• _Instruction 1_
Answer these questions from the golf coaching essay:
(a) At what age did the narrator decide to take up golf again?
(b) For the shot near the green, what does Victor say he imagines sitting on?
(c) On which hole did the narrator slice a drive into the deep rough during the last round with Frank?

A Tale of Two Coaches: What Kind Are You?

There’s more to coaching than sharing your expertise. The way you communicate that expertise is as important as the knowledge itself.

How Your Leadership Is Impacted by the Way You Coach

Photo Courtesy of ©iStockphoto.com/vm

Years ago I went golfing with my friend and colleague, Dr. Victor Oliver. I had played quite a bit as a teenager, but had set aside my clubs when I became an adult. At the age of forty-three I decided to take it up again.

I bought a new set of clubs, reviewed the rules, and even read a couple of golfing books. However, I was still lacking the one thing you must have to succeed at the game of golf: confidence.

I sliced my first drive, red-faced as the ball bounced into the tall grass and disappeared. Unfazed, Victor declared. “You have a great swing, Mike. You’re a natural. You’ll get the hang of this in no time.”

Rather than dwelling on my failed attempt, Victor’s assurance immediately turned my mind to the next shot. I couldn’t wait to take another swing.

After a few more shots, I was within striking distance of the green. As I approached the ball and began to setup for the shot, Victor gently interrupted me.

“For these kinds of shots, I always imagine I am sitting on the edge of a bar stool. I lean forward with my back straight and head down. Then I just take a nice, full swing … like this.”

“Got it,” I nodded. I then mimicked his stance, took a slow, steady swing, and put the ball right on the green, eight feet from the pin.

“Beautiful, Mike. I told you you were a natural.”

Over the next several years, I played golf with Victor numerous times. I always played my best when I was with him at my side. His gentle, reassuring voice gave me the one thing books, expensive clubs, and even lessons couldn’t: confidence.

I also occasionally played golf with another friend. I’ll call him Frank (not his real name). He was a good deal older than I, but a great golfer—even better than Victor. But the two were complete opposites when it came to coaching.

I still remember the last time I played with him. On hole number three, I sliced a drive into the deep rough. Certain it was unplayable, I dropped my club to the ground, and sighed.

“Well, that was a helluva shot,” Frank grumbled. “You didn’t finish your swing. You just kinda … kinda gave up on it.” He then frowned and snorted.

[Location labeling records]
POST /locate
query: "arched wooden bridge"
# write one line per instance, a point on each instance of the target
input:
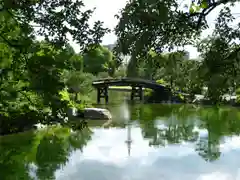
(137, 85)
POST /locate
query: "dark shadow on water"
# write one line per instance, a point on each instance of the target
(41, 153)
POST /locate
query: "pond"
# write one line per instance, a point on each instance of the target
(157, 142)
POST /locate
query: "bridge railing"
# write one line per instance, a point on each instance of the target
(124, 79)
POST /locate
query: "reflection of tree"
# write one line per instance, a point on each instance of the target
(208, 149)
(13, 152)
(173, 132)
(51, 154)
(55, 148)
(48, 149)
(79, 139)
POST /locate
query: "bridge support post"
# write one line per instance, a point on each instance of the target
(137, 92)
(102, 92)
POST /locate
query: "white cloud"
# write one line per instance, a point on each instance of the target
(105, 157)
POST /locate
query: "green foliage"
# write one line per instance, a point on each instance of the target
(98, 60)
(32, 72)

• _Instruction 2_
Identify every line of the records that contains the word "query". Case counts.

• _Complete answer 1_
(a) Forty-three
(b) The edge of a bar stool
(c) Hole number three

• _Complete answer 2_
query: "arched wooden bridge"
query: "dark shadow on water"
query: "pond"
query: "bridge railing"
query: "reflection of tree"
query: "bridge support post"
query: "white cloud"
query: "green foliage"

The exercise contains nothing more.